==== SUPPLIED PASSAGE

Cracked Skin Could Be Path to Asthma


asthmaResearchers have long noted that many asthma sufferers also have atopic dermatitis — often called eczema — a chronic disease of the skin that can leave it red, raw, scaly, tender, oozy and excruciatingly itchy. But scientists are looking at whether such ravaging of the skin creates the conditions that can trigger asthma.

Last spring in the journal Nature Genetics, British scientists reported that people who suffer from both eczema and asthma carry the same gene mutation and concluded that eczema may actually lead to asthma in some cases.

Until now, it had largely been assumed that dander, dust mites, pollen and other allergens that can cause asthma enter the body through the respiratory system. But the researchers said they now believe that they can also enter the body through tiny breaks in the skin’s surface — something that occurs in patients with eczema.

========
==== DATA RECORDS

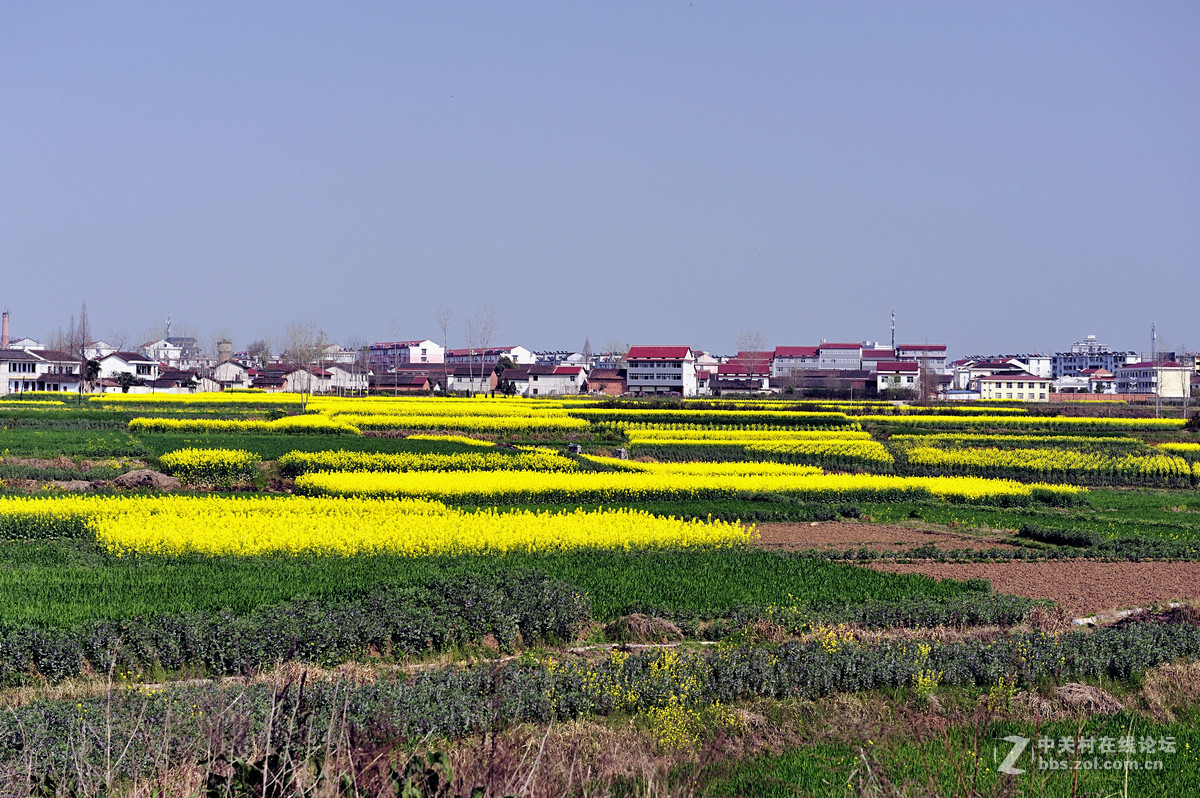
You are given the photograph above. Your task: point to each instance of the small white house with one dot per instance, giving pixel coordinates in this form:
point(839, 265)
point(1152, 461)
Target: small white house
point(97, 349)
point(115, 364)
point(232, 373)
point(347, 378)
point(895, 376)
point(556, 381)
point(1021, 387)
point(660, 370)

========

• PROBLEM A: According to the passage on eczema and asthma, in which journal did British scientists report the shared gene mutation?
• PROBLEM B: Please return the part of the passage on eczema and asthma that begins at the words "Last spring in" and stops after "patients with eczema.", copied word for word.
• PROBLEM C: Decide whether each statement agrees with the passage on eczema and asthma, answering yes or no and quoting the deciding words: (i) The British findings were published last spring. (ii) It had largely been assumed that allergens enter the body mainly through the skin. (iii) Tiny breaks in the skin's surface occur in patients with eczema.

• ANSWER AREA A: Nature Genetics

• ANSWER AREA B:
Last spring in the journal Nature Genetics, British scientists reported that people who suffer from both eczema and asthma carry the same gene mutation and concluded that eczema may actually lead to asthma in some cases.

Until now, it had largely been assumed that dander, dust mites, pollen and other allergens that can cause asthma enter the body through the respiratory system. But the researchers said they now believe that they can also enter the body through tiny breaks in the skin’s surface — something that occurs in patients with eczema.

• ANSWER AREA C:
(i) Yes: "Last spring in the journal Nature Genetics, British scientists reported"
(ii) No: "it had largely been assumed that dander, dust mites, pollen and other allergens that can cause asthma enter the body through the respiratory system"
(iii) Yes: "tiny breaks in the skin’s surface — something that occurs in patients with eczema"